[DIRECTION 1]
Duplicate the lines of the entries below, from the line that contains "Kindly put a point on every instance of the glowing" through the end of the entries, inclusive.

[TEXT PROVIDED]
==========
Dismissal is entered in accordance with CCP 581(f)(2).”
Two weeks later, Washington filed a notice of appeal.
3 This assertion is off point because (1) respondent’s May 2019 demurrer
challenged the first amended petition filed in January 2019 and (2) the trial court
sustained that demurrer and granted “30 days to File and Serve amended petition.” Thus,
the “amended petition” referred to in the court’s order necessarily would be a second
amended petition. (See Cal. Rules of Court, rule 3.1324(a)(1) [amended pleadings must
be serially numbered].) Read in context, the order does not imply the demurrer was
sustained to the original (i.e., unamended) writ petition.
5.
==========
[INPUT]

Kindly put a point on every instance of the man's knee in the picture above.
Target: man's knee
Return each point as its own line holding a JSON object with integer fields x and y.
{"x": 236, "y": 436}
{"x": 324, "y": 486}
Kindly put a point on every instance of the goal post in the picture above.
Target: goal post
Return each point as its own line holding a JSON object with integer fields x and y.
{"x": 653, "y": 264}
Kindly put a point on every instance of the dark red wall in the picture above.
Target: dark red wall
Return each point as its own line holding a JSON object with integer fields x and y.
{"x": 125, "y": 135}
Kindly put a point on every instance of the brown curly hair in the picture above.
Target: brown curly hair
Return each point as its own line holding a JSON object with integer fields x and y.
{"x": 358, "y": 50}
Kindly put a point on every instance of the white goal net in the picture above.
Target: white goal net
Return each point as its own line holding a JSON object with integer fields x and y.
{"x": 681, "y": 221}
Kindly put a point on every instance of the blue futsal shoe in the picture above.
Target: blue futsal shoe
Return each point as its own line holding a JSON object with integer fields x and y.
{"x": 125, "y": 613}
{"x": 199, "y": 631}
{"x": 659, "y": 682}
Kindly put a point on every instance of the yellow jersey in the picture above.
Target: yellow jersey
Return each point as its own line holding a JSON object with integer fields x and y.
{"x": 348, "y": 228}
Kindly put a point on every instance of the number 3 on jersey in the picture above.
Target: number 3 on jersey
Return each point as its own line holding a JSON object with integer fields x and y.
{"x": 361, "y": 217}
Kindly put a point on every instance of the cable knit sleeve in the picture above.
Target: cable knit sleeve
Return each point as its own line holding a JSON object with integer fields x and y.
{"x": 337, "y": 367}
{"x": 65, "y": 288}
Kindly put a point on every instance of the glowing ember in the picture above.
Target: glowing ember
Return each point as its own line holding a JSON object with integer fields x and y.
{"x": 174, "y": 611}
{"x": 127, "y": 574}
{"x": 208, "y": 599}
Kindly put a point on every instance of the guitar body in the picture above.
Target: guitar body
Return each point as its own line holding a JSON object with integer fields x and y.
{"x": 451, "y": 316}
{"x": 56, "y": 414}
==========
[DIRECTION 2]
Set down the court excerpt word for word, from "Two weeks later, Washington" through "unamended) writ petition.", inclusive.

[EXPECTED ANSWER 1]
Kindly put a point on every instance of the glowing ember in the picture above.
Target: glowing ember
Return each point as its own line holding a JSON object with integer fields x and y.
{"x": 174, "y": 611}
{"x": 127, "y": 574}
{"x": 208, "y": 599}
Kindly put a point on every instance of the guitar body in the picture above.
Target: guitar body
Return each point as its own line holding a JSON object with integer fields x and y.
{"x": 451, "y": 316}
{"x": 56, "y": 414}

[EXPECTED ANSWER 2]
Two weeks later, Washington filed a notice of appeal.
3 This assertion is off point because (1) respondent’s May 2019 demurrer
challenged the first amended petition filed in January 2019 and (2) the trial court
sustained that demurrer and granted “30 days to File and Serve amended petition.” Thus,
the “amended petition” referred to in the court’s order necessarily would be a second
amended petition. (See Cal. Rules of Court, rule 3.1324(a)(1) [amended pleadings must
be serially numbered].) Read in context, the order does not imply the demurrer was
sustained to the original (i.e., unamended) writ petition.